→ TASK DETAILS
In this exercise, retype exactly the lines from the start of the entries through the line bearing "Where can the pumpkin carved", leaving every picture out.

====== RECORDS SHOWN ======

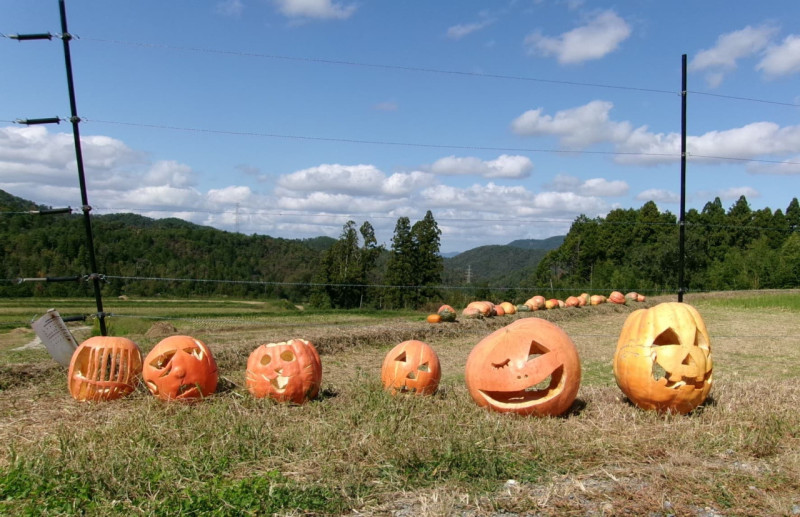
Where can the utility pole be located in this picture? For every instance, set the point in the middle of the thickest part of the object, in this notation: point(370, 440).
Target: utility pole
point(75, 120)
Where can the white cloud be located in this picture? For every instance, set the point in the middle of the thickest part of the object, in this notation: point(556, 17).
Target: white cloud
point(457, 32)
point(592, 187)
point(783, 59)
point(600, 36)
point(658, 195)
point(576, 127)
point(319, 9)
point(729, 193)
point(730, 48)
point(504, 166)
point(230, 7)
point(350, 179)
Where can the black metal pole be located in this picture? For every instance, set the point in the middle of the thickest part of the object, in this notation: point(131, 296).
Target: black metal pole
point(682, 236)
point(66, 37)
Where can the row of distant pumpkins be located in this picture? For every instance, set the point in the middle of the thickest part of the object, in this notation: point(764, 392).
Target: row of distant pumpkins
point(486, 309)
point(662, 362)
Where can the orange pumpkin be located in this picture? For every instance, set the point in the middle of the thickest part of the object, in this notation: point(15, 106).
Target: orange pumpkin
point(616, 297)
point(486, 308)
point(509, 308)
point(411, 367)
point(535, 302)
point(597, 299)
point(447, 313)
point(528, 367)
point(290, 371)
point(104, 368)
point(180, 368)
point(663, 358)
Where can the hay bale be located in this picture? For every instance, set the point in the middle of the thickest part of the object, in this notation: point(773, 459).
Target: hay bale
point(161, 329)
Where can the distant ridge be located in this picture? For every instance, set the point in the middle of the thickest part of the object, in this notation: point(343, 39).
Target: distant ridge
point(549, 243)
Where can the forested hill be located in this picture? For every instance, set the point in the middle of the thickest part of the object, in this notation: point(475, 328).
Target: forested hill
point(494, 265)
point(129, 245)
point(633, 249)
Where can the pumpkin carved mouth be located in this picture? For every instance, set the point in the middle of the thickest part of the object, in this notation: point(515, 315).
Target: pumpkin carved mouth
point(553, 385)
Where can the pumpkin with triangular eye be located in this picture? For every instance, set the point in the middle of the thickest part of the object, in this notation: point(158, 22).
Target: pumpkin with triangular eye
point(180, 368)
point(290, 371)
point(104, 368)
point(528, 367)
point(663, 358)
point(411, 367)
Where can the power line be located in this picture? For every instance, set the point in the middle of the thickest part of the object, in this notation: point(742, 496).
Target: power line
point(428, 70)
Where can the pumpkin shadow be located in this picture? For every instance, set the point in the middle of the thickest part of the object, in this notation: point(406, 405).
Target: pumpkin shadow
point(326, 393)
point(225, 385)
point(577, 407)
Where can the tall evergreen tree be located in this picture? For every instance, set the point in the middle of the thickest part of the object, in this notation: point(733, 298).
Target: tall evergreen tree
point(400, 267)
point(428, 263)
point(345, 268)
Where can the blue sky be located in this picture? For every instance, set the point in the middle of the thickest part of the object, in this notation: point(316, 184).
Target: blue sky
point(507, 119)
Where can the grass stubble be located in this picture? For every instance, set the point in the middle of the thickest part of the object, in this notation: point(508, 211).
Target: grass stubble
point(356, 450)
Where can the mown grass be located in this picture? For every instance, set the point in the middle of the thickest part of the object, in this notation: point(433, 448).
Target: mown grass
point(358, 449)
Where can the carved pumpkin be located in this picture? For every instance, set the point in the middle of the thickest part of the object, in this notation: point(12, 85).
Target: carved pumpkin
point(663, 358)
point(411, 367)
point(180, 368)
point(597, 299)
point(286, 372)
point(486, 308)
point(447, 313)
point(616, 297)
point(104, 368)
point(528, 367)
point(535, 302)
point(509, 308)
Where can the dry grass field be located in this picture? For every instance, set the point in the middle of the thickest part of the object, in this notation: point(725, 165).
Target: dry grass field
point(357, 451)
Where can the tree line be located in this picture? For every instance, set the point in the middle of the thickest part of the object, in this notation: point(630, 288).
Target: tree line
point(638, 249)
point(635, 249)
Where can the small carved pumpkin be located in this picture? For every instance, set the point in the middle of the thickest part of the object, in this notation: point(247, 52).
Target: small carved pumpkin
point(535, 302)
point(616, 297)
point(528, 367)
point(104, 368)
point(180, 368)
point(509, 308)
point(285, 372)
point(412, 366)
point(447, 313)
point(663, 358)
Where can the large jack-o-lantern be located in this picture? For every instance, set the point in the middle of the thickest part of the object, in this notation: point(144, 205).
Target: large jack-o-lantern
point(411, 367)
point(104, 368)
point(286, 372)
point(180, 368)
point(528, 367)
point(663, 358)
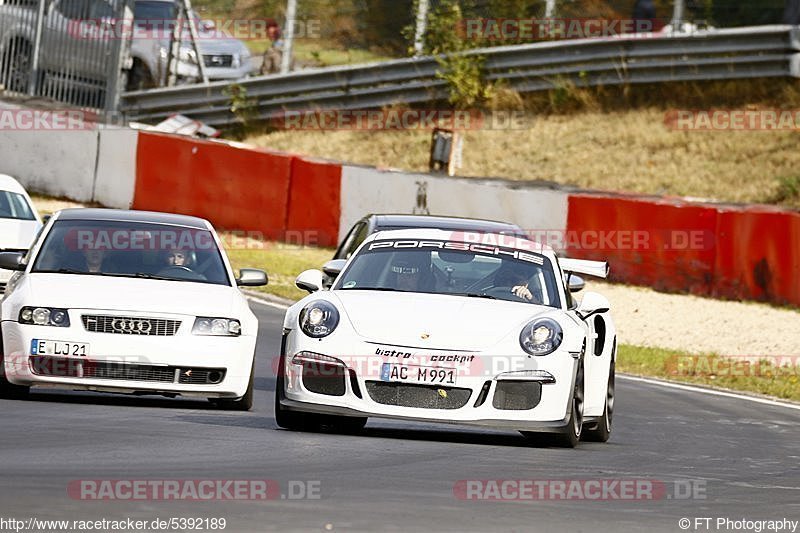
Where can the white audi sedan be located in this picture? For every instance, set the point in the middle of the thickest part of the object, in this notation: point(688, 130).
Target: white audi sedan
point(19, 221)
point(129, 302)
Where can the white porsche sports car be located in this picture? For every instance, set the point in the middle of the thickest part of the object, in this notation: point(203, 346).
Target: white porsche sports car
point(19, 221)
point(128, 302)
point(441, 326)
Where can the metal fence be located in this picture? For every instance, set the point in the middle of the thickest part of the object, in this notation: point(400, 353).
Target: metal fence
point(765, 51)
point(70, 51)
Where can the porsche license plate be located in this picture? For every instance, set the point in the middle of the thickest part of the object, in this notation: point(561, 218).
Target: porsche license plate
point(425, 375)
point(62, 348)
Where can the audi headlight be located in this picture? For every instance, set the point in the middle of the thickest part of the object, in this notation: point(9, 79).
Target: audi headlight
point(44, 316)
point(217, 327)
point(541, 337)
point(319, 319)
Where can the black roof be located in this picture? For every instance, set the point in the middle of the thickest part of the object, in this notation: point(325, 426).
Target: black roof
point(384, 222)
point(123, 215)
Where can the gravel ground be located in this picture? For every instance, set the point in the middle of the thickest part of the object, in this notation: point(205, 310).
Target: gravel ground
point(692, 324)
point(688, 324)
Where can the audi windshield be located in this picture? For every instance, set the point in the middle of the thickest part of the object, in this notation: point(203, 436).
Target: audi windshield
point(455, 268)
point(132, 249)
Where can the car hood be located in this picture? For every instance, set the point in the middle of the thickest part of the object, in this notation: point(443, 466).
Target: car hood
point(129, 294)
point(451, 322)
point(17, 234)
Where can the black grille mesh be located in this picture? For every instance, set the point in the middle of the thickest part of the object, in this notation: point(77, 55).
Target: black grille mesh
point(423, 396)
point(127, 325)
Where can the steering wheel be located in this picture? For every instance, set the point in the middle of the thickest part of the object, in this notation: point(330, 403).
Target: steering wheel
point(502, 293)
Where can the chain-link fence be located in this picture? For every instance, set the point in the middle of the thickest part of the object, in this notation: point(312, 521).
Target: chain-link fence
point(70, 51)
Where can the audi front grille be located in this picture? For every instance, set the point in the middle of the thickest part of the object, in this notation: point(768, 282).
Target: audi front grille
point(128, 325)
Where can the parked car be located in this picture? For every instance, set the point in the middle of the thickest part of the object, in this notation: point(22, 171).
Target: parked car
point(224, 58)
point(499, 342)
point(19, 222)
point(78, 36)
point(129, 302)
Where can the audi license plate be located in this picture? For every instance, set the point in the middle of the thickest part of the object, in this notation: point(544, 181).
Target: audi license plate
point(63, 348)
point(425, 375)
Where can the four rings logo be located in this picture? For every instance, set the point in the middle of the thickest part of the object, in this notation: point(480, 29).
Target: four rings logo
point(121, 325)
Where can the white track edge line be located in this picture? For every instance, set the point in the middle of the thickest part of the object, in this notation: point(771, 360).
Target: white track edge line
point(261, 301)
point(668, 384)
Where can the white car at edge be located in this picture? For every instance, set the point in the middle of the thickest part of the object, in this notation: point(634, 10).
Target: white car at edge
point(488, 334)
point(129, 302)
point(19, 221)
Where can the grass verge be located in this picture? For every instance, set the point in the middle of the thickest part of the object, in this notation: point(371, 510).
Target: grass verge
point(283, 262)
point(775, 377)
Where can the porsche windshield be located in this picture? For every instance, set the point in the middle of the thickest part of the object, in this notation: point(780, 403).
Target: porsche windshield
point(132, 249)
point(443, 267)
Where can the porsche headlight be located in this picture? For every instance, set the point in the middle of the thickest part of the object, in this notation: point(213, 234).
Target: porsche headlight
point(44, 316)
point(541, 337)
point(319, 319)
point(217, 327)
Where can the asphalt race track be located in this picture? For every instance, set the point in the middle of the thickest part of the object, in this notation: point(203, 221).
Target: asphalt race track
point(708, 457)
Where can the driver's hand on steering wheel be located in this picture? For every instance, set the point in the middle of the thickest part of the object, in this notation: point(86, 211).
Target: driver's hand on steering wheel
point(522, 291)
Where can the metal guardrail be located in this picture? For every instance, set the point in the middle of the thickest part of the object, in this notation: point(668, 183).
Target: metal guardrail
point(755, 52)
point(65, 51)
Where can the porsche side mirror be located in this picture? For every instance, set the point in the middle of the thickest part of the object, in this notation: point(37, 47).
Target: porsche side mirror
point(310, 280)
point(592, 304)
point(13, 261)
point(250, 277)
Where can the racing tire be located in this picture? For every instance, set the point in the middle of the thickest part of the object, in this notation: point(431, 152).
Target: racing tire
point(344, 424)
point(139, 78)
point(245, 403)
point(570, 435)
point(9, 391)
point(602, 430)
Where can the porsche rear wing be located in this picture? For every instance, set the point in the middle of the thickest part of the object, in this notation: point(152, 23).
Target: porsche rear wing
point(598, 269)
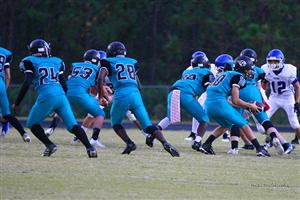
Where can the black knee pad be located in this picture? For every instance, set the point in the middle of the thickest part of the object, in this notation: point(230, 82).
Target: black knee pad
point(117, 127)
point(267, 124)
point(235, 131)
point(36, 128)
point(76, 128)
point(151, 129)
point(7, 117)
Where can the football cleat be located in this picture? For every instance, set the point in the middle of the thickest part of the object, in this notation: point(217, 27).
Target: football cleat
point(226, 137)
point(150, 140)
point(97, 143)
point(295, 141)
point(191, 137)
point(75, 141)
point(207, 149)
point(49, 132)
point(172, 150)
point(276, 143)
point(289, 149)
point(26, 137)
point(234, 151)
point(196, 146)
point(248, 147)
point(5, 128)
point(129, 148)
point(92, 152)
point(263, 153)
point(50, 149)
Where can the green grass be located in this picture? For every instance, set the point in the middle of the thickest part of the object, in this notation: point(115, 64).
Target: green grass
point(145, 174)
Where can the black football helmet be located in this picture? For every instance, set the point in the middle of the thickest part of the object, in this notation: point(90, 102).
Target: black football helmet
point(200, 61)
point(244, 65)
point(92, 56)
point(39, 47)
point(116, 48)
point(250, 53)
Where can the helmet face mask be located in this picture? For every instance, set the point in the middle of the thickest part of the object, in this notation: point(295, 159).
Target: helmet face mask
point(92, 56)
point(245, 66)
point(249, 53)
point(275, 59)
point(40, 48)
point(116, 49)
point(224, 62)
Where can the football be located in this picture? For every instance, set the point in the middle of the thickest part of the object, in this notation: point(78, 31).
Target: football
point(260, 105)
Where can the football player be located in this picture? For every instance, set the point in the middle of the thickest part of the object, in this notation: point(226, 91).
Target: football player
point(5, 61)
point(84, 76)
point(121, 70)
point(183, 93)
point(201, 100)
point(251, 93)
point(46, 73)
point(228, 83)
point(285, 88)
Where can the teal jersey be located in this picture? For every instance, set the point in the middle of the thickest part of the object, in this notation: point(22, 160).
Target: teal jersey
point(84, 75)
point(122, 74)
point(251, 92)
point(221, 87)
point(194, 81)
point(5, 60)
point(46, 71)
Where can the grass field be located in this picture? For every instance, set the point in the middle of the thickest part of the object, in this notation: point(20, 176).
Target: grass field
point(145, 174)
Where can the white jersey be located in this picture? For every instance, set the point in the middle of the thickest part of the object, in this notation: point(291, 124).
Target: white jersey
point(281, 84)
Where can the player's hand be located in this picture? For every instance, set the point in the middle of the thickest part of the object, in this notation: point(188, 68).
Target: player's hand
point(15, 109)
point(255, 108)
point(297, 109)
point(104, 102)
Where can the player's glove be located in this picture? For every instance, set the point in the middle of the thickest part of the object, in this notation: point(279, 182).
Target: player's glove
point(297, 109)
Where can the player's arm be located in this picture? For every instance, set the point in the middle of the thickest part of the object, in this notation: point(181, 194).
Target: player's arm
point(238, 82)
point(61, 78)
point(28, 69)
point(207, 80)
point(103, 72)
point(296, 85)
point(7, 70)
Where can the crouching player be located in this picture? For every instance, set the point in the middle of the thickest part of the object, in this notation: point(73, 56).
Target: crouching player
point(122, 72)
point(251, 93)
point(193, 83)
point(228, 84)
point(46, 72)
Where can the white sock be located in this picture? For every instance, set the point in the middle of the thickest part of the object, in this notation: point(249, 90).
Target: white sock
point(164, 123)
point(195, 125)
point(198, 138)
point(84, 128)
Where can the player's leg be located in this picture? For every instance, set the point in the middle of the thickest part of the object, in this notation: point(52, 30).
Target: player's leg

======

→ WRITTEN SOLUTION
Where can the utility pole be located in this picture? For every instance, set the point in the middle of the thickest part of the object, in this notation: point(370, 440).
Target: utility pole
point(75, 120)
Where can the white cloud be located in this picture? For every instance, set the point in the middle of the thickest part of the object, in this notation: point(556, 17).
Target: white cloud
point(457, 32)
point(592, 187)
point(783, 59)
point(600, 36)
point(658, 195)
point(576, 127)
point(319, 9)
point(729, 193)
point(730, 48)
point(504, 166)
point(230, 7)
point(350, 179)
Where can the black metal pole be located in this picture? For every instance, set the point in the middle of the thickest part of the object, in this notation: point(131, 296).
Target: black metal pole
point(682, 236)
point(66, 37)
Where can the row of distant pumpkins be located in this picture? For every instance, set the point in the middle of the thickest part of the object, in this notation: point(764, 392).
Target: row of distant pumpkins
point(486, 309)
point(662, 362)
Where can the orange pumpkin be located in this picture? For every instance, set the point in the middle of the thickest part of the object, in this notation: point(15, 106).
Target: orange pumpkin
point(616, 297)
point(486, 308)
point(509, 308)
point(411, 367)
point(535, 302)
point(597, 299)
point(447, 313)
point(528, 367)
point(290, 371)
point(104, 368)
point(180, 368)
point(663, 358)
Where can the hay bale be located in this picture? For every instance, set the point in the middle of the thickest part of the object, in this notation: point(773, 459).
Target: hay bale
point(161, 329)
Where can the distant ridge be located in this picture? For every instance, set the point in the middle of the thickest part of the object, in this notation: point(343, 39).
Target: distant ridge
point(549, 243)
Where can the forested hill be located in this picture? For every instance, set the point in the middle of the thickest part of the object, in this notation: point(475, 328).
Target: forested hill
point(494, 265)
point(129, 245)
point(633, 249)
Where can the pumpkin carved mouth be located in this picture? For every instance, set the point in the middle of the thickest part of the object, in this notation: point(515, 315).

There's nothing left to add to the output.